*Reading passage*:

The National Interview: The Unsinkable Tina Brown
Trailblazing former editor of Vanity Fair, New Yorker offers insight into today's top newsmakers
Take any name in the news these days and chances are they have a connection to Tina Brown.
The legendary and trailblazing editor is regarded as one of the greats of magazine publishing, brought over from London to New York in the mid-80s to turn around a flailing publication called Vanity Fair. Brown melded serious journalism and celebrity culture into a must-read magazine for anyone who wanted to be plugged into the zeitgeist.
Under Brown's editorship Vanity Fair also produced some of the boldest covers in magazine history, like the iconic image of a heavily pregnant Demi Moore.
Now Brown is looking back at her seminal work re-inventing Vanity Fair with her new book, The Vanity Fair Diaries. She sat down with The National's co-host, Adrienne Arsenault, to talk about her views on everything from Trump, to Prince Harry's royal engagement, to the sexual assault scandals sweeping the entertainment industry.
Here are excerpts from their conversation.
The Vanity Fair life
A: I am a woman of the arena, right? So I like to be where the action is.
I'm also a compulsive chronicler and I feel that an editor gets their best stories when they're out getting leads. So for me, going out into these black tie events of that time in the '80s was where the action was and where I was getting leads.

*Data listing*:
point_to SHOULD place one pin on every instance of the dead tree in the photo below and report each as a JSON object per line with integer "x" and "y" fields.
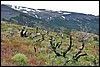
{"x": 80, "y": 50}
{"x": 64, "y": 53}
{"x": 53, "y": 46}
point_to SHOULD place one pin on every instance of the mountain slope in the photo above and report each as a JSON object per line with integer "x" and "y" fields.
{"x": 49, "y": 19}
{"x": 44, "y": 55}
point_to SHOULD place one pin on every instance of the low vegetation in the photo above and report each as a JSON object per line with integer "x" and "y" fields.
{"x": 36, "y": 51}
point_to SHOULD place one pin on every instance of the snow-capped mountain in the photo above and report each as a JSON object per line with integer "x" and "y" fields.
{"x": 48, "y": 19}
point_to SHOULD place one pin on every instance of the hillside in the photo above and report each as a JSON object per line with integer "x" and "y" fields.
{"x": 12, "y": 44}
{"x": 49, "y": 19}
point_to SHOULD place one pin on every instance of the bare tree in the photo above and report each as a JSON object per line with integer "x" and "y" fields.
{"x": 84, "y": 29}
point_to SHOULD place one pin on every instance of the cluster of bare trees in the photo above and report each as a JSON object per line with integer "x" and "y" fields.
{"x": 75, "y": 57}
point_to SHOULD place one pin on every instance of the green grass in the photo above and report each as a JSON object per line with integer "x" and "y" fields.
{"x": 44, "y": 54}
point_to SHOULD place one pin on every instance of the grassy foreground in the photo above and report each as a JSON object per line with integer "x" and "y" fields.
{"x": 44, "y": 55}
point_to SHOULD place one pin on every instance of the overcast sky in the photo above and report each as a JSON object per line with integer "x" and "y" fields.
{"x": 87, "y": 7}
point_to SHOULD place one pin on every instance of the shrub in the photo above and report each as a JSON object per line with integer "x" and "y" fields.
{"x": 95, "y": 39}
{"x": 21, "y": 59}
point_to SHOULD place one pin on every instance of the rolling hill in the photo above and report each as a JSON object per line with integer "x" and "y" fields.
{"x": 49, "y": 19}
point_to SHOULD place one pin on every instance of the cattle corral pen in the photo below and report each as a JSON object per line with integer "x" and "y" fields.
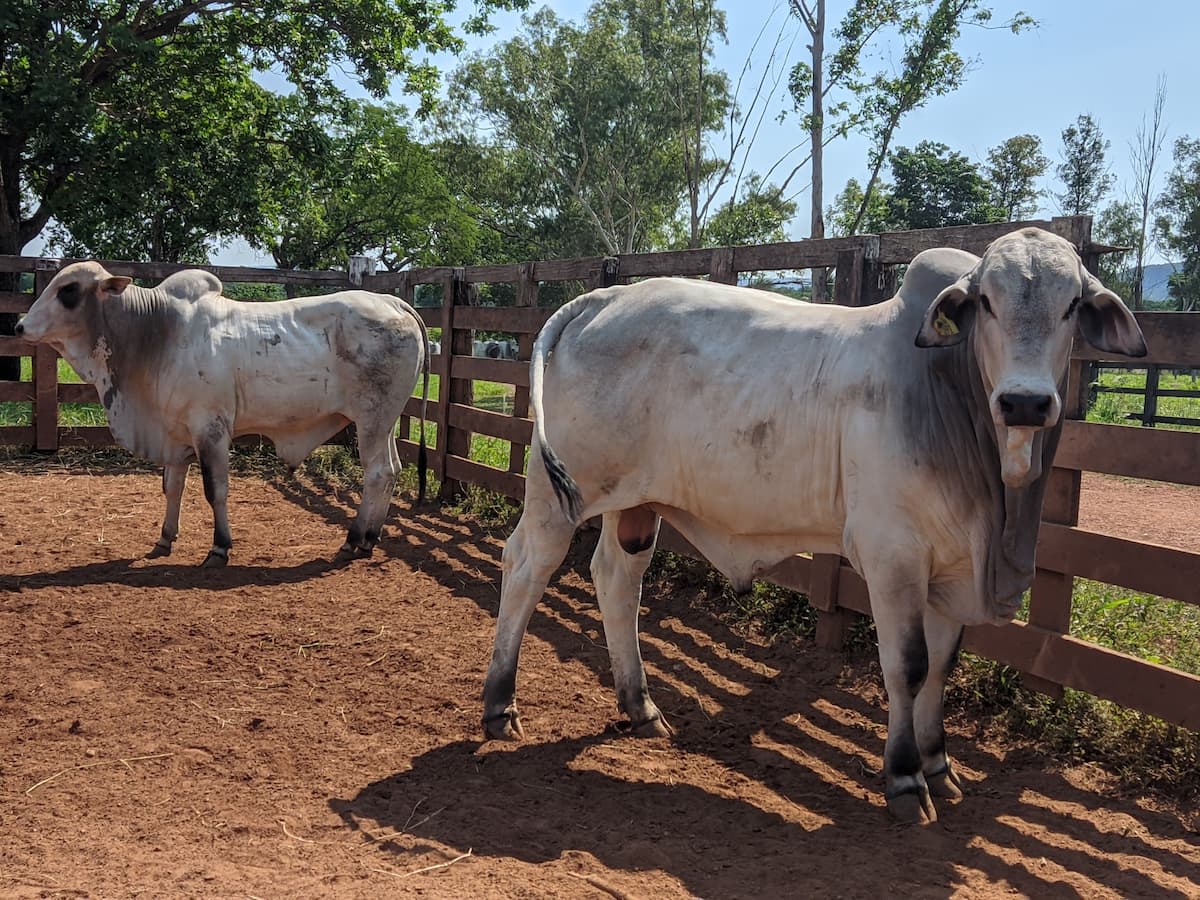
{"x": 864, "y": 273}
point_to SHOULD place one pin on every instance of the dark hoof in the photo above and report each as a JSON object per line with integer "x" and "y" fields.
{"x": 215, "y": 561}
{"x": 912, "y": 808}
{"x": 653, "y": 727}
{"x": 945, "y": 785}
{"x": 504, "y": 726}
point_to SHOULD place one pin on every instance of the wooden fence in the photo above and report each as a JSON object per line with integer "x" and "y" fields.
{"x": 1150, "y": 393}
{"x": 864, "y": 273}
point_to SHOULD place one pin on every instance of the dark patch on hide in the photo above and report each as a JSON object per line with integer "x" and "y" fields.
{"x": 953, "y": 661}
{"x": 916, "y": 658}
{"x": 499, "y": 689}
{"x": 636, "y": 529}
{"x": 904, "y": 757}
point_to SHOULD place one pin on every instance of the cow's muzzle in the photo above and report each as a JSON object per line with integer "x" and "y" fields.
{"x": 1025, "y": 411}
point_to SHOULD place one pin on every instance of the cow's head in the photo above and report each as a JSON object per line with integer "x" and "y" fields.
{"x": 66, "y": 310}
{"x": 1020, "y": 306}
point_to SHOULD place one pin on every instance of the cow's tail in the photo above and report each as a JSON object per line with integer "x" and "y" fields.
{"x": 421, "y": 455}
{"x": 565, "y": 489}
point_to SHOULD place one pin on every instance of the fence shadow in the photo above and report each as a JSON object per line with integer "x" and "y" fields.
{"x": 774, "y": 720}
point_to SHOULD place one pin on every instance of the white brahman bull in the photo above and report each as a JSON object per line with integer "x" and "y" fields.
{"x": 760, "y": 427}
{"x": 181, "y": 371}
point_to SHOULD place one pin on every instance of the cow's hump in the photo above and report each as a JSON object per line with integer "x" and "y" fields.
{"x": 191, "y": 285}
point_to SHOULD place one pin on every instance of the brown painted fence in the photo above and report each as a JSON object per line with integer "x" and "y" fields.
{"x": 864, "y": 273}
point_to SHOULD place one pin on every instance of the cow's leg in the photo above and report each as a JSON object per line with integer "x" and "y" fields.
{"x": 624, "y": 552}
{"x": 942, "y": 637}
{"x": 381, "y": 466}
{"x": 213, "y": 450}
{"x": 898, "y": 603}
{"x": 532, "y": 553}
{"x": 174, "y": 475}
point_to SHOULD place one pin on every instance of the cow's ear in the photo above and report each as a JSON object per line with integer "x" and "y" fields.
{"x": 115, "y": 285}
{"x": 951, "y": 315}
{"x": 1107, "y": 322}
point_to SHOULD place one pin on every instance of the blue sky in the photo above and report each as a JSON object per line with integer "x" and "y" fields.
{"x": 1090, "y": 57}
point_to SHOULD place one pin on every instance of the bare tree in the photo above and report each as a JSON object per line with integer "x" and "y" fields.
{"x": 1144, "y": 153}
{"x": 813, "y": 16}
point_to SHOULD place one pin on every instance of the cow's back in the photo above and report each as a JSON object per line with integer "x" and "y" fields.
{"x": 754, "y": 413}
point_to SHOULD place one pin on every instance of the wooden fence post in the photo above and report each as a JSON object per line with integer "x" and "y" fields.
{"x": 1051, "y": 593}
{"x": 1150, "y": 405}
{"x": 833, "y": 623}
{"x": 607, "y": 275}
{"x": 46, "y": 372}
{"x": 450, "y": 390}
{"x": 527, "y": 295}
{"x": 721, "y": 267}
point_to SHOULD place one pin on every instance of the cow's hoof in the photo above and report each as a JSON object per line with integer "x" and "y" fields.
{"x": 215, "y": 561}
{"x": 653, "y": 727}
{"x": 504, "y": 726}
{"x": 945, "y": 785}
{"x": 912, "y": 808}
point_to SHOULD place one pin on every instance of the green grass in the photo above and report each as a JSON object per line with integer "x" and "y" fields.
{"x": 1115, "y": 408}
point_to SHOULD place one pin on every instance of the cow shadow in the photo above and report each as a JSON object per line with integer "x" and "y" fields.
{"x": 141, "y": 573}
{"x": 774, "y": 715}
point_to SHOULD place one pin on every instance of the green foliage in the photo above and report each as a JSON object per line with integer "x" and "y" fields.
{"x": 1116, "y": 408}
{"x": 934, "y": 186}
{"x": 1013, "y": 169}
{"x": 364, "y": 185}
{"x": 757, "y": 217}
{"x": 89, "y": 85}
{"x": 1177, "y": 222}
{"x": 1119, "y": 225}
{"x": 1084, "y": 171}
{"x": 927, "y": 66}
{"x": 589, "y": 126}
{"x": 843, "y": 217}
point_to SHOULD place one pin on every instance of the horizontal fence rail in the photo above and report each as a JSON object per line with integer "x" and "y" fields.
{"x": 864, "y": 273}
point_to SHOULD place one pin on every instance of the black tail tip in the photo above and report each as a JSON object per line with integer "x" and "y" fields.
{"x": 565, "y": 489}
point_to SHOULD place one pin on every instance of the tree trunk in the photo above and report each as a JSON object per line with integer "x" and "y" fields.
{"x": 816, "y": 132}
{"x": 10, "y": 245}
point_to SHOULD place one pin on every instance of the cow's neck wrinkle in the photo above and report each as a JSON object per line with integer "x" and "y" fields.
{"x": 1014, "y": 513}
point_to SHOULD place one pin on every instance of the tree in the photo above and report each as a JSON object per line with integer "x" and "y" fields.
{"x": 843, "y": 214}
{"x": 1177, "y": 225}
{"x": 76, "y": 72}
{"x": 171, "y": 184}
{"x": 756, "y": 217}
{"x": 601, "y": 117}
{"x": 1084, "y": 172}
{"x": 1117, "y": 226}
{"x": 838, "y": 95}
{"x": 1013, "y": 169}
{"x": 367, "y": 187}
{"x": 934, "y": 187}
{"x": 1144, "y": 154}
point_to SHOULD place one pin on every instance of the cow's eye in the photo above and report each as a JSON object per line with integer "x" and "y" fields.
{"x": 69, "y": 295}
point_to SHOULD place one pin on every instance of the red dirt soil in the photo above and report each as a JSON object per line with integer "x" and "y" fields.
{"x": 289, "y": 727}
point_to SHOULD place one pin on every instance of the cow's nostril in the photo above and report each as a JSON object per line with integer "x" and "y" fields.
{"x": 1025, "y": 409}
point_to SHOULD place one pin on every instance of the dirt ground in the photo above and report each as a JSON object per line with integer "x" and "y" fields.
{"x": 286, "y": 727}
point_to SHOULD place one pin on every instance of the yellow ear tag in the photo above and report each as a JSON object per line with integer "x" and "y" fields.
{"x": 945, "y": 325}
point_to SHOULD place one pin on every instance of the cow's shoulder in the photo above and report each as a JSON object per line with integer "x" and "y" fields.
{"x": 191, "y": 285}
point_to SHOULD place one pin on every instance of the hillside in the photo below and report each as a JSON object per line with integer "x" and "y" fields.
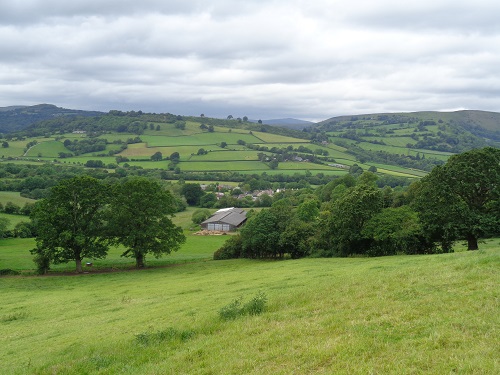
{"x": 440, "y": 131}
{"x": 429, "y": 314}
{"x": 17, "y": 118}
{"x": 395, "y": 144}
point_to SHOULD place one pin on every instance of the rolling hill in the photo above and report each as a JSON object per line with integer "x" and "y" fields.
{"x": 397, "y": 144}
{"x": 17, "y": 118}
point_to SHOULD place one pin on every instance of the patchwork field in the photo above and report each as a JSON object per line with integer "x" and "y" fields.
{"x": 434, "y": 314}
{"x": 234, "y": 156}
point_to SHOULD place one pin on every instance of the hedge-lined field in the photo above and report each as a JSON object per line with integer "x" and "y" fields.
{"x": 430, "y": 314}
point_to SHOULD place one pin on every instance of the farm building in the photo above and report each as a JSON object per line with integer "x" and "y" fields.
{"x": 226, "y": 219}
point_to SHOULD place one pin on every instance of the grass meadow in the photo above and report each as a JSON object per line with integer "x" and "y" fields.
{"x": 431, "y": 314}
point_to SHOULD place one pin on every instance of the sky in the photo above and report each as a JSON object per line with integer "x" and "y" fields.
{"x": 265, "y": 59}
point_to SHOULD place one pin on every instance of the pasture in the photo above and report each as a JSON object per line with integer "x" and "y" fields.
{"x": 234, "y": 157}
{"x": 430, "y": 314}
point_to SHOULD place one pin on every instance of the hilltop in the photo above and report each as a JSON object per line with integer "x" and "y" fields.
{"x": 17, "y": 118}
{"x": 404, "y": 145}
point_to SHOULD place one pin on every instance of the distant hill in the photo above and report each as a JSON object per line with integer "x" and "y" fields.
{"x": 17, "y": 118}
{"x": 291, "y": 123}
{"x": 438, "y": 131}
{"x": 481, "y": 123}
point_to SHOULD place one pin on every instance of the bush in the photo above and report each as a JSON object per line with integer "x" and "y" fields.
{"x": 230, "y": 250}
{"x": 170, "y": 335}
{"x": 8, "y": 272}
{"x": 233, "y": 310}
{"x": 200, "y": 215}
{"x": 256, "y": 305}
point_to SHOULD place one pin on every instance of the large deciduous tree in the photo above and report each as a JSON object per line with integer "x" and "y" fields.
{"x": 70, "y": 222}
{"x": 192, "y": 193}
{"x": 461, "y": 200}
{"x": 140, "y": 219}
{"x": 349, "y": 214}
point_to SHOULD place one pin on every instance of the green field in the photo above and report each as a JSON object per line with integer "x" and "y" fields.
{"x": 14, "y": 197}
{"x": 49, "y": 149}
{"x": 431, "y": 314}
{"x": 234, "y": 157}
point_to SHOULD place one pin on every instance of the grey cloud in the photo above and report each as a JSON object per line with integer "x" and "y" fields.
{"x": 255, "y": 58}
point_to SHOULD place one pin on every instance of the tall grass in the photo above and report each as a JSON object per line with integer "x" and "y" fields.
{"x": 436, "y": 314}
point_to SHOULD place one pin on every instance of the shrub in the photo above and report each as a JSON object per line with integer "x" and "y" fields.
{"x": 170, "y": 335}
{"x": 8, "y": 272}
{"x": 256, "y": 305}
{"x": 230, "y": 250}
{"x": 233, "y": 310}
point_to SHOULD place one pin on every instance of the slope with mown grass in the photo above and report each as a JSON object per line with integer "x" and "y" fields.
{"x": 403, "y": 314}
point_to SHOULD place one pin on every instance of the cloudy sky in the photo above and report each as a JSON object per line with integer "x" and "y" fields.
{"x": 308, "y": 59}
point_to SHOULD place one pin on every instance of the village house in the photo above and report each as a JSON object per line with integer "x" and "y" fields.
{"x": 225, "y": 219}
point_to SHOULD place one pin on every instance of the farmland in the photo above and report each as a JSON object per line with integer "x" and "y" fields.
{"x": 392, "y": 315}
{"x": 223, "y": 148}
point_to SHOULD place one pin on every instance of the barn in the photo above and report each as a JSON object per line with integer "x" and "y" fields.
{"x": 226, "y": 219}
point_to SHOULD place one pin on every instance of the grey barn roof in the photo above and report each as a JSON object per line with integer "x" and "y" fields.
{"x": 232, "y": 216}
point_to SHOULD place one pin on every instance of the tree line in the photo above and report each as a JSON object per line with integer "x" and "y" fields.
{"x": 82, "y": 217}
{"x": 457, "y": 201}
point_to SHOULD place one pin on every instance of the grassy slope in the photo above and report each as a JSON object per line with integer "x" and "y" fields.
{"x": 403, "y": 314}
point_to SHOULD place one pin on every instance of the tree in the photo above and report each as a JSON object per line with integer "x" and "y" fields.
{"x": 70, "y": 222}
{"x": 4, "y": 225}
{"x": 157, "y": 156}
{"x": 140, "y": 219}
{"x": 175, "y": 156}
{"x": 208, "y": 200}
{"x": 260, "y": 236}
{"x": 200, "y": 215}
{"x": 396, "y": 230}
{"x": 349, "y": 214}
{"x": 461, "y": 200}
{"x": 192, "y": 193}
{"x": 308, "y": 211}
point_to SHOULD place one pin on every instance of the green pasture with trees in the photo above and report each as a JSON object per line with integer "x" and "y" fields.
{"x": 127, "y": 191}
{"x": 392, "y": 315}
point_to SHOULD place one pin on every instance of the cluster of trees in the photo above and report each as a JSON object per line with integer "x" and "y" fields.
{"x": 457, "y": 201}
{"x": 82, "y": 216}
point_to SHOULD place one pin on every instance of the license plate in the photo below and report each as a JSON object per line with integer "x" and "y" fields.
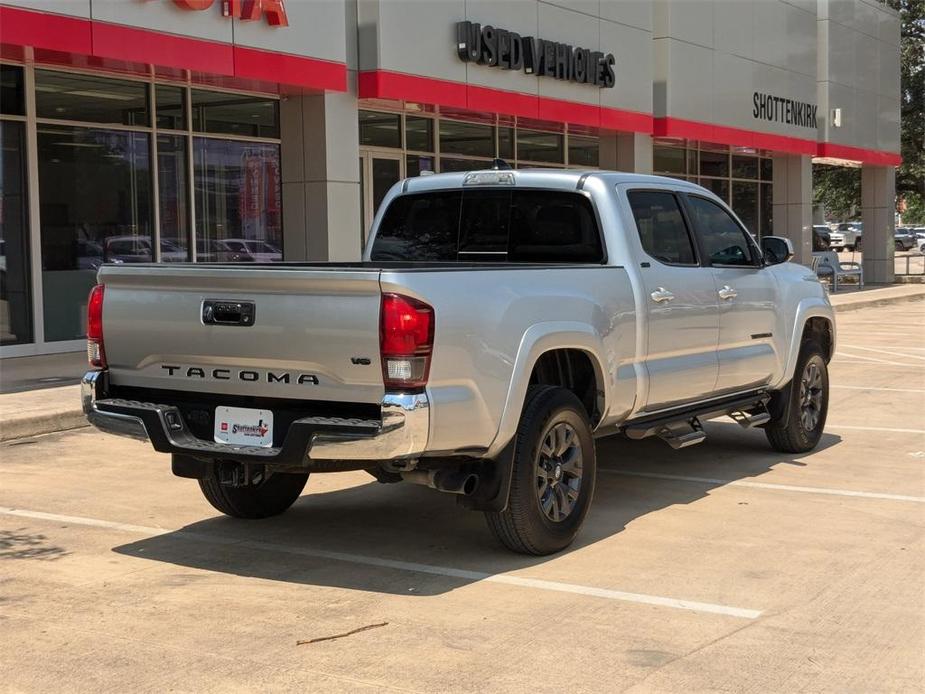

*Set task 1*:
In the Tina Brown interview article, retype the passage starting with "Under Brown's editorship" and going on through "was getting leads.".
*Set task 2*:
According to the Tina Brown interview article, what is the title of Brown's new book?
*Set task 3*:
Carry on the Tina Brown interview article from its final sentence.

*Exercise output 1*:
Under Brown's editorship Vanity Fair also produced some of the boldest covers in magazine history, like the iconic image of a heavily pregnant Demi Moore.
Now Brown is looking back at her seminal work re-inventing Vanity Fair with her new book, The Vanity Fair Diaries. She sat down with The National's co-host, Adrienne Arsenault, to talk about her views on everything from Trump, to Prince Harry's royal engagement, to the sexual assault scandals sweeping the entertainment industry.
Here are excerpts from their conversation.
The Vanity Fair life
A: I am a woman of the arena, right? So I like to be where the action is.
I'm also a compulsive chronicler and I feel that an editor gets their best stories when they're out getting leads. So for me, going out into these black tie events of that time in the '80s was where the action was and where I was getting leads.

*Exercise output 2*:
The Vanity Fair Diaries

*Exercise output 3*:
You know, a lot of what I was doing was feeding the cover stories feeding the narratives. I would hear something and think that's interesting, we ought to be on that story because clearly something is rumbling in this business arena or this celebrity arena or this emotional content trend that's happening. We need to be there.
Vanity Fair was [at the] cutting edge of the culture and that's where I needed to live.
A: I always have antenna for what for what's happening, I think.
I used to go out and I would see the excess of the '80s. I went to the White House, I saw Reagan and Nancy up close. I would go to to Hollywood.
I met Michael Jackson and found him so different from how I expected. He was in fact very reclusive and shy and strange, and reading New Yorker short stories of all things, which was the most unexpected thing you could possibly imagine from someone like Michael Jackson.
Sexual harassment
Q: What do you make of the MeToo movement?
A: Well, that's I think a watershed thing that has happened.
I started the Women in the World Summit in 2009, which convenes extraordinary women to tell their stories, and it's now annual. I felt that the most incredible things were happening to women overseas in Africa, India Middle East fighting these great repressions, and yet they were making a difference.
Q: Do you do you draw a line between the women's march [in January 2017] and the MeToo movement?
A: No, I think it's a natural arc. I think that march in 2017 was a stunned pushback to what had just happened in the election, and a sense of outrage and regret and grief that women hadn't woken up in time to stop a macro aggression descending on them in the face of the Trump presidency.
II's gone on, the boiling, the fury about that. But also I think there's a sense that women have played nice for too long.
They feel that [they're] still kept out of big jobs. If you look at the Fortune 500 companies and those tiny percentage of women who are running them. And in Congress in the United States it's 19 per cent still, we're stuck with 19 per cent [representation]. It doesn't seem to change.
So I think it's a very exciting time, actually, that women have so kind of joined together to say enough is enough.
Q: What determines if the MeToo movement endures. Where's the risk for this movement?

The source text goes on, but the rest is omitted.